Rewrite the items from the line that has "locate the white cable in the photo above" through the end of the items, putting "find" wherever "locate" appears and keeping everything else the same. Leave the pictures out.
--- start of INPUT MATERIAL ---
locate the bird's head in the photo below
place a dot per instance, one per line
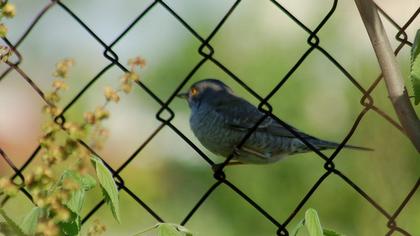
(205, 91)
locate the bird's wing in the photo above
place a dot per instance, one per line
(241, 115)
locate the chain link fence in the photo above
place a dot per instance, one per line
(206, 51)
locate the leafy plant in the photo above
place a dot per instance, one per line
(59, 193)
(313, 227)
(167, 229)
(415, 67)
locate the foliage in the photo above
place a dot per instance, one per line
(415, 68)
(167, 229)
(59, 193)
(312, 225)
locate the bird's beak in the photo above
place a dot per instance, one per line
(182, 95)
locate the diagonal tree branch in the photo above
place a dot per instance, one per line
(391, 71)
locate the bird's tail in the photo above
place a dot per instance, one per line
(324, 145)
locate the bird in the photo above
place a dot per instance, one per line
(220, 120)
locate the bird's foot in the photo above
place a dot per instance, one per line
(219, 166)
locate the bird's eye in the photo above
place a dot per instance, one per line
(194, 91)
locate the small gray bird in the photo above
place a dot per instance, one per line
(220, 120)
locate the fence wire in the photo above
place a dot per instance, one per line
(206, 51)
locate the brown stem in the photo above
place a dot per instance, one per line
(391, 71)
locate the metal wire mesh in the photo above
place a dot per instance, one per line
(206, 51)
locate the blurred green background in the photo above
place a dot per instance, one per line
(259, 44)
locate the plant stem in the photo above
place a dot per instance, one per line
(390, 70)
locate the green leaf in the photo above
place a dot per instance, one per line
(167, 229)
(77, 198)
(76, 201)
(30, 221)
(5, 229)
(312, 223)
(184, 230)
(109, 188)
(296, 229)
(329, 232)
(415, 67)
(86, 181)
(72, 226)
(12, 226)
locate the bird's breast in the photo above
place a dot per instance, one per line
(210, 129)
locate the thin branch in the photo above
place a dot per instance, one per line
(391, 71)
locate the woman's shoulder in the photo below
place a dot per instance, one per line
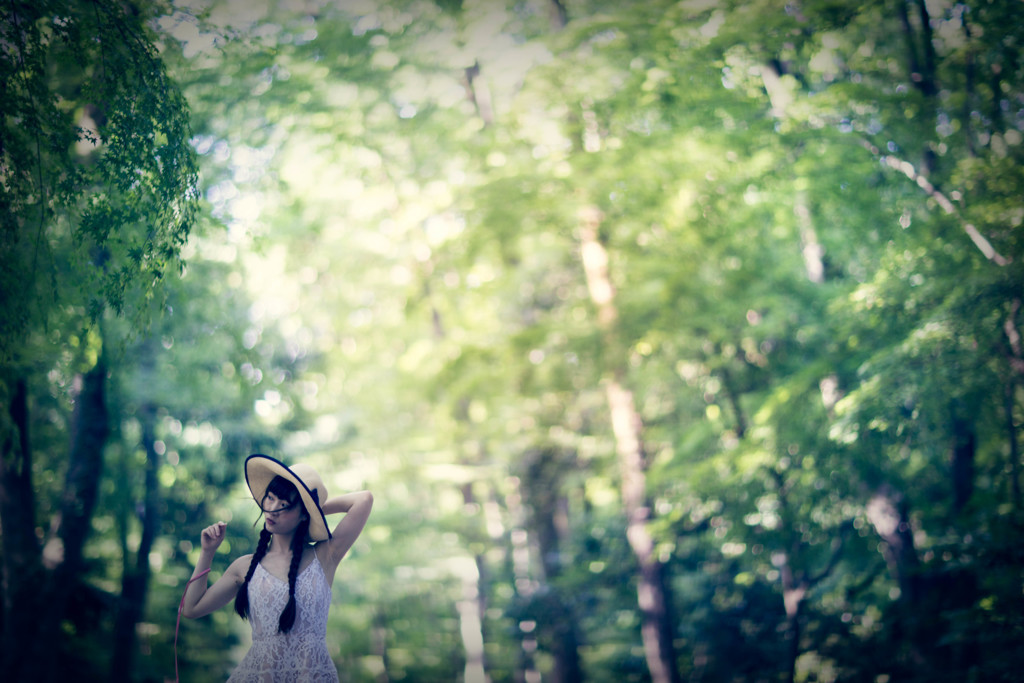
(239, 567)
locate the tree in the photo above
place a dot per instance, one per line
(97, 200)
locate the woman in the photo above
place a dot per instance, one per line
(284, 588)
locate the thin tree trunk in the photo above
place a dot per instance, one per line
(89, 432)
(23, 567)
(656, 628)
(543, 489)
(135, 583)
(472, 608)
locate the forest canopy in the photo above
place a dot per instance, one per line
(677, 341)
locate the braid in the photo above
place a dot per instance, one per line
(242, 599)
(298, 544)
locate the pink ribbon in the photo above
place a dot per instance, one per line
(181, 606)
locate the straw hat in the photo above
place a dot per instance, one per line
(261, 469)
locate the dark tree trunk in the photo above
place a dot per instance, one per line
(964, 445)
(135, 584)
(89, 432)
(23, 568)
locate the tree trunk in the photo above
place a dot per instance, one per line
(135, 583)
(656, 628)
(542, 483)
(472, 608)
(23, 567)
(89, 432)
(964, 445)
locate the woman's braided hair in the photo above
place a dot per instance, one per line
(284, 489)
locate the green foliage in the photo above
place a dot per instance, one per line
(808, 322)
(98, 183)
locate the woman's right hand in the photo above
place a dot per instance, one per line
(213, 536)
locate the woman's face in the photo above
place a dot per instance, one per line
(282, 516)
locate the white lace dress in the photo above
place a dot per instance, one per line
(299, 655)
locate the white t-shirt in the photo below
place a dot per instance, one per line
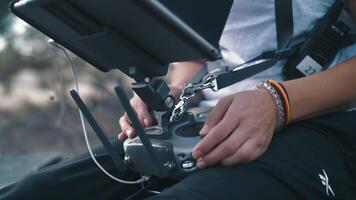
(251, 29)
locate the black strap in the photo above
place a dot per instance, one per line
(284, 22)
(284, 29)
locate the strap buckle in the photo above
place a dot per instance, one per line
(190, 91)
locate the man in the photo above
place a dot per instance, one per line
(241, 155)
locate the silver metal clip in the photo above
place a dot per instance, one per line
(190, 91)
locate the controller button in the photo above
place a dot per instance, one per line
(188, 164)
(181, 155)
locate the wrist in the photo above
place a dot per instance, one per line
(176, 90)
(281, 101)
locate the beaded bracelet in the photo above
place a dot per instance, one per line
(283, 92)
(278, 99)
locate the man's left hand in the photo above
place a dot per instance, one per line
(238, 130)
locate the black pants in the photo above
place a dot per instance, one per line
(313, 159)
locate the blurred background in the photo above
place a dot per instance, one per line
(38, 120)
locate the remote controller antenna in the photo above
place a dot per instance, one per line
(99, 132)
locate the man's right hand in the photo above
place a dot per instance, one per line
(180, 74)
(143, 115)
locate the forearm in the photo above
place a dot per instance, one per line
(323, 92)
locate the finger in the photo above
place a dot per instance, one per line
(122, 136)
(143, 115)
(244, 154)
(216, 114)
(217, 134)
(224, 150)
(141, 110)
(126, 126)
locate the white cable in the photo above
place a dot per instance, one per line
(144, 178)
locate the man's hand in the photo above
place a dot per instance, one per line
(180, 74)
(238, 130)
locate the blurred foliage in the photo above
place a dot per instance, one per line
(4, 11)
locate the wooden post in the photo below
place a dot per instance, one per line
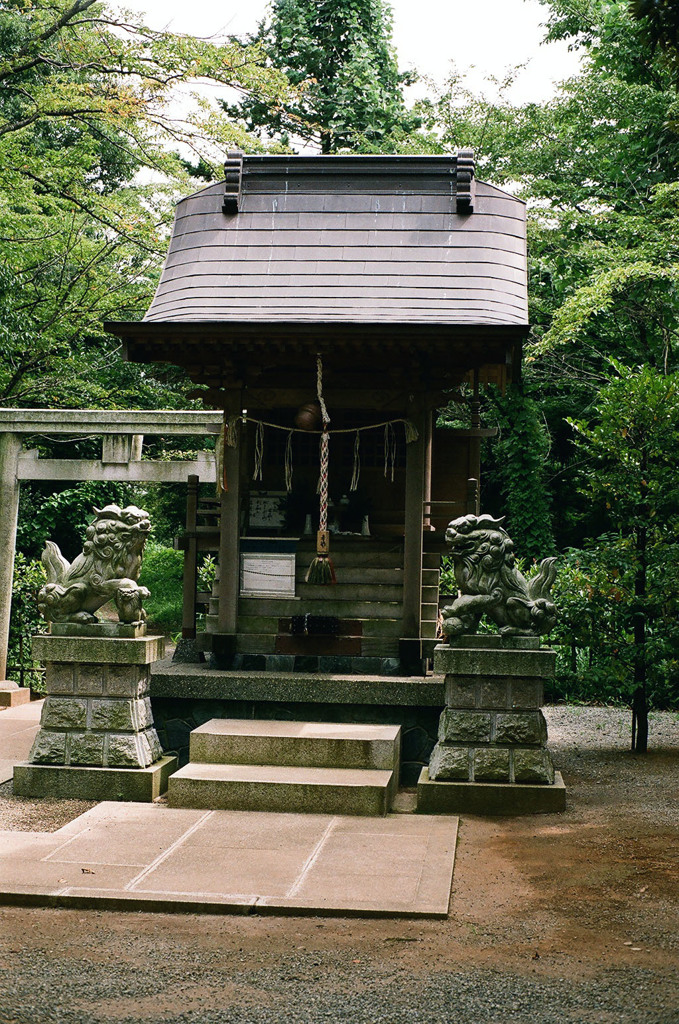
--- end of INPUT MATERIAL ---
THE REPLY:
find the white cable in the photo above
place a dot per instance, one per line
(144, 178)
find the man's hand in the photo above
place a dot per instance, one per line
(180, 74)
(238, 130)
find the blurred foliage in the photo above
place a dot per instance, one per line
(4, 11)
find the wooden post in the photo below
place a dot per instance, one per line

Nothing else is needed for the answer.